The Korean government plans to expand tax incentives for the nation’s strategic technologies such as advanced chips and displays as part of a tax revision that takes effect next month.

The Finance Ministry on Tuesday unveiled a set of tax reform plans, including tax cuts worth up to 950 billion won ($711 million) per year, in a bid to attract more investment into new growth drivers and boost the local economy.

The chip and display sectors have already been protected as strategic industries, but the latest revision will expand to include high bandwidth memory chips -- an advanced memory chip to support artificial intelligence -- and organic light-emitting diode displays. Korean players have secured a competitive edge over Chinese rivals in these sectors.

A set of hydrogen technologies such as hydrogen-based gas turbine production, steel-making and hydrogen storage, have been newly designated as strategic assets, given their potential as eco-friendly fuel alternatives.

The tax deduction will fall within the 40-50 percent range for small and medium-sized firms, and in the scope of 30-40 percent for larger businesses.

With Korea enjoying a boom in arms deals, the revision will also classify the defense sector as a new growth engine eligible for tax cuts. Korea shipped around 1.5 trillion won worth of arms to Poland in 2023. The tax cut range for businesses in this sector is 30-40 percent for small businesses and 20-30 percent for larger businesses.

The government will also provide further tax credits for the Korean entertainment industry to help with the production costs of creating video content.

The tax cut rate will be lifted from 3-10 percent to 5-15 percent, depending on the size of the production company.

If 80 percent or more of the production costs were spent domestically, or 80 percent of the labor costs were spent on staff members and actors in Korea, businesses would be eligible for an additional tax cut of up to 15 percent.

_ _ _ _

→ **USING THE INFORMATION**
**1.** According to the article on Korea's tax revision, why were hydrogen technologies newly designated as strategic assets? Answer in one to three sentences.
**2.** Decide whether each statement agrees with the article on Korea's tax revision. Give yes or no for each and quote the deciding words.
(a) Larger businesses in strategic technologies get a deduction of 30-40 percent.
(b) The tax cut rate for video content production will rise to 5-20 percent.
(c) Korea shipped around 1.5 trillion won worth of arms to Poland in 2023.
**3.** Resume the article on Korea's tax revision from where it stops.
This material comes from a different source than the article.

(Dataset records)
_ _ _ _

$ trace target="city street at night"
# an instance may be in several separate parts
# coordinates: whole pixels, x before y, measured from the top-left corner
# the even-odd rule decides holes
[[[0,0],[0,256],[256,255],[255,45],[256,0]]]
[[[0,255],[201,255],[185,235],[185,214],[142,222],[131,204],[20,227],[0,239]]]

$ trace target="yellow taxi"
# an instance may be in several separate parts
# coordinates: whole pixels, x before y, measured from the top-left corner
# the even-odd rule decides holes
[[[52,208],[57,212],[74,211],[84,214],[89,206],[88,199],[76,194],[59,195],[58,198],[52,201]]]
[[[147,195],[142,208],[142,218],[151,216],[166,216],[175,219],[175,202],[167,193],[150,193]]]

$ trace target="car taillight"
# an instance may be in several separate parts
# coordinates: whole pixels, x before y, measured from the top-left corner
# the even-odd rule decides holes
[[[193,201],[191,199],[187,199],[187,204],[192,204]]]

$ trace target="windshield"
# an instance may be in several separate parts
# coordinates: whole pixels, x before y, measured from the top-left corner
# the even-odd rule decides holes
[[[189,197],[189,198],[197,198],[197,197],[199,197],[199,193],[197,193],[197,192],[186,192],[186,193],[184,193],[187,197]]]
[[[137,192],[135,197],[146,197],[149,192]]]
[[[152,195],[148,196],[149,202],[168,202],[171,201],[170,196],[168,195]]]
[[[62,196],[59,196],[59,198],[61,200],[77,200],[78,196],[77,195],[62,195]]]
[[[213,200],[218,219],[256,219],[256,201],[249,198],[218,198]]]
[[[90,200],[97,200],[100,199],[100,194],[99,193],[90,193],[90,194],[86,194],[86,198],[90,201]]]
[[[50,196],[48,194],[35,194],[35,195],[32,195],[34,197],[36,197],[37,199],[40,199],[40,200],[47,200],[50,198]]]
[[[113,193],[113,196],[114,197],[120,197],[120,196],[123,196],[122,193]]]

_ _ _ _

→ **ANSWERS BY TASK**
**1.** They were designated because of their potential as eco-friendly fuel alternatives. The designation covers technologies such as hydrogen-based gas turbine production, steel-making and hydrogen storage.

**2.**
(a) Yes: "in the scope of 30-40 percent for larger businesses."
(b) No: "lifted from 3-10 percent to 5-15 percent"
(c) Yes: "Korea shipped around 1.5 trillion won worth of arms to Poland in 2023."

**3.**
Under the measures, small production companies could enjoy total tax cuts of up to 30 percent. The Finance Ministry estimated that some 80-90 percent of production companies will be subject to the measure.

The ministry also said it will avoid heavy taxation on the real estate market, cutting the capital gains tax and the comprehensive real estate holding tax act on specific housing. For those who own multiple homes, the ministry said it will cut down on the additional capital gains tax of 20-30 percent for another year until May 2025. The measures will be implemented to supply more housing and stabilize the real estate economy, the Finance Ministry explained.

As companies are experiencing difficulties in running their businesses in Russia, after the country halted the tax treaty signed with nations such as Korea, Japan, the US and the European Union in August 2023 following the invasion of Ukraine, the ministry said it will also cut related taxes to avoid double taxation.

The treaty, which aims to prevent international double taxation, allowed Korean companies to enjoy limited tax rates in Russia. Related companies will not have to pay taxes exceeding the limit set by the tax treaty even though Russia has violated the treaty's terms.

But not many Korean businesses will be affected by the tax deduction as most have withdrawn from Russia, the ministry viewed.

The government will also expand the scope of deductibles for overseas dispatch expenses to businesses of all sizes. Businesses operating foreign subsidiaries with a 100 percent stake, regardless of their size, can enjoy the tax benefit.

To attract more outstanding foreign human resources, the range of foreign engineers eligible for income tax reductions will be expanded to foreign nationals who are hired as professors in special research and development zones, as well as in high-tech medical complexes. The income tax rate for those eligible will be cut to 50 percent for 10 years.

The Finance Ministry will also announce a reform on enforcement rules in March. Though the current reform of the enforcement decree was focused more on the research and development side for national strategic technologies, the upcoming revision of the enforcement rules will include further details such as the expansion of commercialization facilities.